===== SOURCE MATERIAL =====
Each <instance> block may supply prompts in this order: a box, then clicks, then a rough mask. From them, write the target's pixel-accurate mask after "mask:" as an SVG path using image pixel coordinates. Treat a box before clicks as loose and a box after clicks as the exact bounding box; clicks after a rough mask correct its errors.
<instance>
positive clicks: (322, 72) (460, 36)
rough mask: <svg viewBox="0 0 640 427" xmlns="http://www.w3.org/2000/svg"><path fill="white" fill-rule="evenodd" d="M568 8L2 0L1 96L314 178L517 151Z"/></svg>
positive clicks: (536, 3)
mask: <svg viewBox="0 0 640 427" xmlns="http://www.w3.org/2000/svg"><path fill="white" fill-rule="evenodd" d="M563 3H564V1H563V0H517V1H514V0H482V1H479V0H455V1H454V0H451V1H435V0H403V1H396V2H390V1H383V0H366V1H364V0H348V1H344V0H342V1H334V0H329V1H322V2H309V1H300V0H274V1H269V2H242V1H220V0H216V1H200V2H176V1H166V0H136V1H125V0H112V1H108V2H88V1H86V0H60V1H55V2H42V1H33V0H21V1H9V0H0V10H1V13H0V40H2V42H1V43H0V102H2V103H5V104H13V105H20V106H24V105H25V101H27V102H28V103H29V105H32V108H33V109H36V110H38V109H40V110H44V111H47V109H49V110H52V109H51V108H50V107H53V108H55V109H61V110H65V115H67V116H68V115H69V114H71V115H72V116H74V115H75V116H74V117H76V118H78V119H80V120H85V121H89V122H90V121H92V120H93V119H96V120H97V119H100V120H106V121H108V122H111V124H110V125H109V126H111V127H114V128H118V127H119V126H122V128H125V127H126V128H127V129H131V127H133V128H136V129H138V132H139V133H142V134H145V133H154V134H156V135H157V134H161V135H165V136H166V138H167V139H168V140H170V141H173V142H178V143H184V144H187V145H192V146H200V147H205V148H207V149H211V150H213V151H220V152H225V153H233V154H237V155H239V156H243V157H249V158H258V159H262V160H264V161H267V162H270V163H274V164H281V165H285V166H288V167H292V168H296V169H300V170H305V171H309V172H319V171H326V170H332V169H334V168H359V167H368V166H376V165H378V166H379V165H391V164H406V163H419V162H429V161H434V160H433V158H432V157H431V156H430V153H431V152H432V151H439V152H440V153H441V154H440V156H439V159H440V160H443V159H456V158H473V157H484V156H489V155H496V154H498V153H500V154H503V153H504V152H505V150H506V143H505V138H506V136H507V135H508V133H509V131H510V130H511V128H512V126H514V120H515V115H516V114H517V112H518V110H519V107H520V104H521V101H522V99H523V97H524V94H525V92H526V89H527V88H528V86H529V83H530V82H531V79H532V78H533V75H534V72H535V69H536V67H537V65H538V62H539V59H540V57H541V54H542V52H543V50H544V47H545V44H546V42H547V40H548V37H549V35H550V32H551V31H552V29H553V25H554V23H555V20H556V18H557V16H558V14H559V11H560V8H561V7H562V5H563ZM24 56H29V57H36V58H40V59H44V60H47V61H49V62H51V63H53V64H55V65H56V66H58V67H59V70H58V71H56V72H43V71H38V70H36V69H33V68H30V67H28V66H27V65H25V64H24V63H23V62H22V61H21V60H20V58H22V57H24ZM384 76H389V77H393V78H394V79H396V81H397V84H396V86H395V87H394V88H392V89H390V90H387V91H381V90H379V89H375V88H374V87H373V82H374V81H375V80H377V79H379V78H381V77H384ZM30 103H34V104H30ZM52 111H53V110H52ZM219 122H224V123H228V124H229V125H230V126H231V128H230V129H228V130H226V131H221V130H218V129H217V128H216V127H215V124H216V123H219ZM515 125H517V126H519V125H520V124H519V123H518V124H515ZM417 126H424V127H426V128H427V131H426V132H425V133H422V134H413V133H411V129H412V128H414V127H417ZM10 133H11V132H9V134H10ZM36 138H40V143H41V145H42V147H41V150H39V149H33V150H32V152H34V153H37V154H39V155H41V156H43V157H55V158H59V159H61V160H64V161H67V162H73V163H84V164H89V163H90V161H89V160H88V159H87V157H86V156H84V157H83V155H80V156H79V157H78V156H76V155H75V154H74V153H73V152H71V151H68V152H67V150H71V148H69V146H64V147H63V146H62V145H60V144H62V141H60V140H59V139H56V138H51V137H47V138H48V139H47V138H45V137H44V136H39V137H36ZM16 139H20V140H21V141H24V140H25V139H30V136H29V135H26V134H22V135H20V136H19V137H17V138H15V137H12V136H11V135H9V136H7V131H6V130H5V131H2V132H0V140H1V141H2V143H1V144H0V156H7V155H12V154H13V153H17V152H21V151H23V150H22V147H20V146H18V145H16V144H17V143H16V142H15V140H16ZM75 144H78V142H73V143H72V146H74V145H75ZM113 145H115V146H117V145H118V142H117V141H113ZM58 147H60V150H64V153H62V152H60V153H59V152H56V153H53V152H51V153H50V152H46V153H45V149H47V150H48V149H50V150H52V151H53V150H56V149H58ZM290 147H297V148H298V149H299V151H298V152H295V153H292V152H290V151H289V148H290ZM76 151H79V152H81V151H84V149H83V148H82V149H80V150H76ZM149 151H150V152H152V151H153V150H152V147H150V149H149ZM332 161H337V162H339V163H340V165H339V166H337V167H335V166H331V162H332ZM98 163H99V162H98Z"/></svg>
=====
> WHAT TO PRODUCE
Could you lay out all the entries above as a numbered list, leaving out any blank lines?

> RESPONSE BELOW
1. Each <instance> block may supply prompts in this order: a box, then clicks, then a rough mask. From them, write the target's pixel-accurate mask after "mask:" as an SVG path using image pixel coordinates. Treat a box before clicks as loose and a box after clicks as the exact bounding box; clicks after a rough mask correct its errors.
2. <instance>
3. positive clicks: (322, 72) (460, 36)
4. rough mask: <svg viewBox="0 0 640 427" xmlns="http://www.w3.org/2000/svg"><path fill="white" fill-rule="evenodd" d="M568 8L2 0L1 96L314 178L517 151Z"/></svg>
5. positive clicks: (536, 3)
6. mask: <svg viewBox="0 0 640 427" xmlns="http://www.w3.org/2000/svg"><path fill="white" fill-rule="evenodd" d="M563 3H564V1H563V0H517V1H514V0H482V1H479V0H455V1H454V0H451V1H435V0H403V1H396V2H390V1H383V0H366V1H364V0H348V1H344V0H342V1H334V0H329V1H322V2H309V1H300V0H274V1H269V2H242V1H220V0H216V1H200V2H176V1H166V0H136V1H125V0H112V1H108V2H88V1H86V0H60V1H55V2H42V1H33V0H21V1H9V0H0V10H1V13H0V40H2V42H1V43H0V102H2V103H5V104H13V105H20V106H24V105H25V101H27V102H28V103H29V105H32V108H33V109H36V110H38V109H40V110H44V111H47V109H49V110H52V109H51V108H50V107H53V108H55V109H61V110H65V115H67V116H68V115H69V114H71V115H72V116H74V115H75V116H74V117H76V118H78V119H80V120H85V121H89V122H90V121H92V120H93V119H96V120H97V119H100V120H106V121H108V122H111V124H110V125H109V126H111V127H114V128H118V127H119V126H122V128H125V127H126V128H127V129H131V127H133V128H136V129H138V132H139V133H142V134H145V133H154V134H156V135H157V134H161V135H165V136H166V138H167V139H168V140H170V141H173V142H178V143H184V144H187V145H192V146H200V147H205V148H207V149H211V150H213V151H220V152H225V153H233V154H237V155H239V156H243V157H249V158H258V159H262V160H264V161H267V162H270V163H274V164H281V165H285V166H288V167H292V168H296V169H300V170H305V171H309V172H319V171H326V170H332V169H334V168H359V167H368V166H376V165H378V166H379V165H391V164H406V163H419V162H429V161H434V160H433V158H432V157H431V156H430V153H431V152H432V151H439V152H440V153H441V154H440V156H439V159H440V160H443V159H456V158H473V157H484V156H489V155H496V154H498V153H500V154H503V153H504V152H505V150H506V143H505V138H506V136H507V135H508V133H509V131H510V130H511V128H512V126H514V120H515V115H516V114H517V112H518V110H519V107H520V104H521V101H522V99H523V97H524V94H525V92H526V89H527V88H528V86H529V83H530V82H531V79H532V78H533V75H534V72H535V69H536V67H537V65H538V62H539V59H540V57H541V54H542V52H543V50H544V47H545V44H546V42H547V40H548V37H549V35H550V32H551V31H552V29H553V25H554V23H555V20H556V18H557V16H558V14H559V11H560V8H561V7H562V5H563ZM24 56H29V57H36V58H40V59H44V60H47V61H49V62H51V63H53V64H55V65H56V66H58V67H59V70H58V71H56V72H43V71H38V70H36V69H33V68H30V67H28V66H27V65H25V64H24V63H23V62H22V61H21V60H20V58H22V57H24ZM384 76H389V77H393V78H394V79H396V81H397V84H396V86H395V87H394V88H392V89H390V90H387V91H381V90H379V89H375V88H374V87H373V82H374V81H375V80H377V79H379V78H381V77H384ZM30 103H34V104H30ZM52 111H53V110H52ZM219 122H224V123H228V124H229V125H230V126H231V128H230V129H228V130H226V131H221V130H218V129H217V128H216V127H215V124H216V123H219ZM515 125H517V126H519V125H520V124H519V123H518V124H515ZM417 126H424V127H426V128H427V131H426V132H425V133H422V134H413V133H411V129H412V128H414V127H417ZM10 133H11V132H9V134H10ZM36 138H40V143H41V145H42V147H41V150H39V149H33V150H32V152H34V153H37V154H39V155H41V156H43V157H55V158H59V159H61V160H64V161H67V162H73V163H84V164H89V163H90V161H89V160H88V159H87V157H86V156H84V157H83V155H80V156H79V157H78V156H76V155H75V154H74V153H73V152H71V151H68V152H67V150H71V148H69V146H64V147H63V146H62V145H60V144H62V141H60V140H59V139H56V138H51V137H47V138H48V139H47V138H45V137H44V136H39V137H36ZM16 139H20V140H21V141H24V140H25V139H30V136H29V135H26V134H22V135H20V136H19V137H17V138H15V137H12V136H11V135H9V136H7V131H6V130H5V131H2V132H0V140H1V141H2V143H1V144H0V156H7V155H12V154H13V153H17V152H21V151H23V150H22V147H20V146H18V145H16V144H17V143H16V142H15V140H16ZM75 144H78V142H73V143H72V146H74V145H75ZM113 145H115V146H117V145H118V142H117V141H113ZM58 147H60V150H64V153H62V152H60V153H59V152H56V153H53V152H51V153H50V152H46V153H45V149H47V150H48V149H50V150H52V151H53V150H56V149H58ZM290 147H297V148H298V149H299V151H298V152H295V153H292V152H290V151H289V148H290ZM76 151H79V152H81V151H84V149H83V148H82V149H80V150H76ZM149 151H150V152H152V151H153V150H152V147H150V149H149ZM332 161H337V162H339V163H340V165H339V166H337V167H335V166H331V162H332ZM98 163H99V162H98Z"/></svg>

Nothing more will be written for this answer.